* Selected text:

^^^^^^^^

1

I'm building a query and the latest step involved adding a SELECT COUNT(*) FROM [modification] sub-clause to allow me to detect the last row of the query, but it destroys the performance:

SELECT CONCAT(
      IIF(row_number() OVER (ORDER BY forecastId) % 50000 = 1,
          CONCAT('INSERT INTO modification (userId, epochTime, ',
                 'forecastId, description, auxText, auxDate) VALUES ('), 
          '    ('),
      userId, ',',
      epochTime, ',',
      forecastId, ',',
      '''', dbo.encode4MySql(description), ''',',
      '''', dbo.encode4MySql(auxText), ''',',
      '''', CONVERT(VARCHAR(20), auxDate, 120), ''')',
      IIF(row_number() OVER (ORDER BY forecastId) % 50000 = 0
          OR row_number() OVER (ORDER BY forecastId) = 
                      (SELECT COUNT(*) FROM modification),
          '; COMMIT;', ','))
FROM modification
ORDER BY forecastId;

If you can't see what I'm doing, I'm building INSERT () VALUES (),(),(),... statements of 50000 rows at a time.

Please restrict suggestions for completely alternative approaches to the comments. I'm looking for a way to find the last row number here without it slowing the query down massively - which it does.

I'm not massively familiar with query plans but can post one here if it helps. I've tried a lot of things from related questions here, but nothing that I can get to work.

Adam
  • 5,215
  • 5
  • 51
  • 90
  • Yes please add the execution plan. As I imagine, your modification table is quite large. SELECT COUNT(*) implies that the whole table is read into memory. Maybe it's wide table so adding a narrow index can improve the performance(server will choose that one to read instead of the table to figure out the count) or maybe you'd better change the logic of your inserts, for what purpose do you need this "last row"? Maybe you can use another condition, for example, forecastId = max(forecastId), in this case it's enough to have an index on forecastId to reduce execution time – sepupic Sep 09 '17 at 18:10
  • Out of curiosity, where are you using the `insert` statement? I'm just interested to know which rdbms lets you use 50,000 rows per insert as SQL Server is limited to 1,000 row values per `insert ...values...` statement. – SqlZim Sep 10 '17 at 13:28
  • mysql - see https://stackoverflow.com/questions/3536103/mysql-how-many-rows-can-i-insert-in-one-single-insert-statement – Adam Sep 11 '17 at 10:18

3 Answers3

1

You have a rather complicated expression, so SQL Server may not optimize it. Move the logic to the FROM clause:

FROM (SELECT m.*, COUNT(*) OVER () as num_rows
      FROM modification m
     ) m

And then use num_rows in the rest of the query.

^^^^^^^^

* Information supplied:
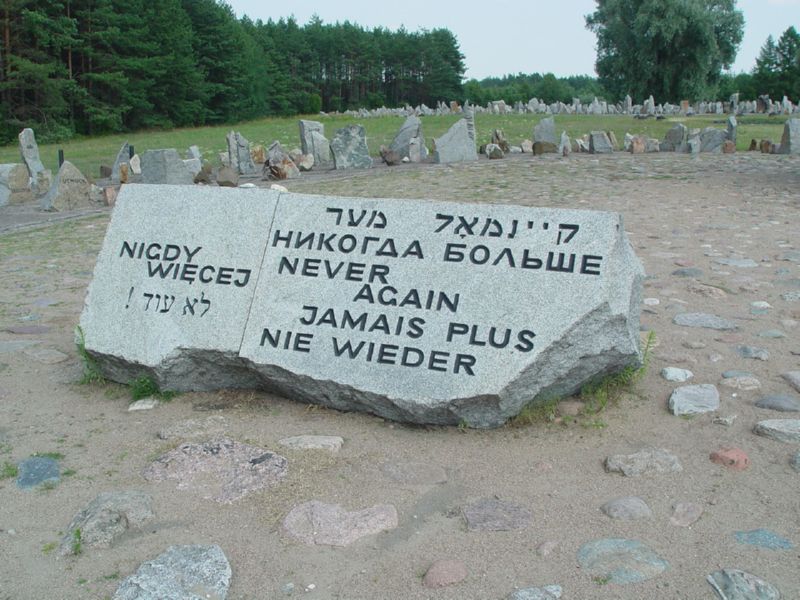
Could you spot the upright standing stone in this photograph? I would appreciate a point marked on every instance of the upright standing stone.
(544, 136)
(165, 166)
(69, 191)
(239, 154)
(40, 177)
(14, 184)
(790, 142)
(349, 148)
(410, 133)
(123, 158)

^^^^^^^^

* Things to do:
A. Translate this sentence from the SQL Server query thread into Spanish: "You have a rather complicated expression, so SQL Server may not optimize it."
B. Write the next part of the SQL Server query thread, continuing on from its final sentence.

* Answers provided:
A. Tienes una expresión bastante complicada, así que es posible que SQL Server no la optimice.

B.
Gordon Linoff
  • 1,242,037
  • 58
  • 646
  • 786
  • Kudos on the technique. It's not as fast as SqlZim's method, my query on 12M rows returns after 2:58, compared to 3:52 with yours. But it's a good technique, I can definitely see it has its uses. – Adam Sep 11 '17 at 09:22
1

One other option would be to order by forecastId desc in the final or:

IIF(row_number() OVER (ORDER BY forecastId) % 50000 = 0
          OR row_number() OVER (ORDER BY forecastId desc) = 1,
          '; COMMIT;', ','))
SqlZim
  • 37,248
  • 6
  • 41
  • 59
0

Assuming you don't want to change the current design, you could just add an extra UNION ALL step at the end. By looking at your query, it looks like the only purpose of changing the query is to add a COMMIT at the end.

CURRENT QUERY
UNION ALL
SELECT 'COMMIT;';

Let me know if that works for you.

***********UPDATE*********

I thought this query is easier to troubleshoot. See if it will perform any better. You would have to plugin the CTE part for your table.

SELECT BusinessEntityID,JobTitle,HireDate INTO dbo.TestTable FROM [HumanResources].[Employee]
SELECT TOP 0 BusinessEntityID,JobTitle,HireDate INTO dbo.TestTable2 FROM [HumanResources].[Employee]

SET NOCOUNT ON


WITH CTE AS (SELECT ROW_NUMBER() OVER(ORDER BY (SELECT NULL)) Col, 
    ' (' + 
    CAST(BusinessEntityID AS VARCHAR(20)) + 
    ', ''' + 
    JobTitle + 
    ''', ''' + 
    CONVERT(VARCHAR(20), HireDate, 120) +
    ''')' Query
FROM TestTable
)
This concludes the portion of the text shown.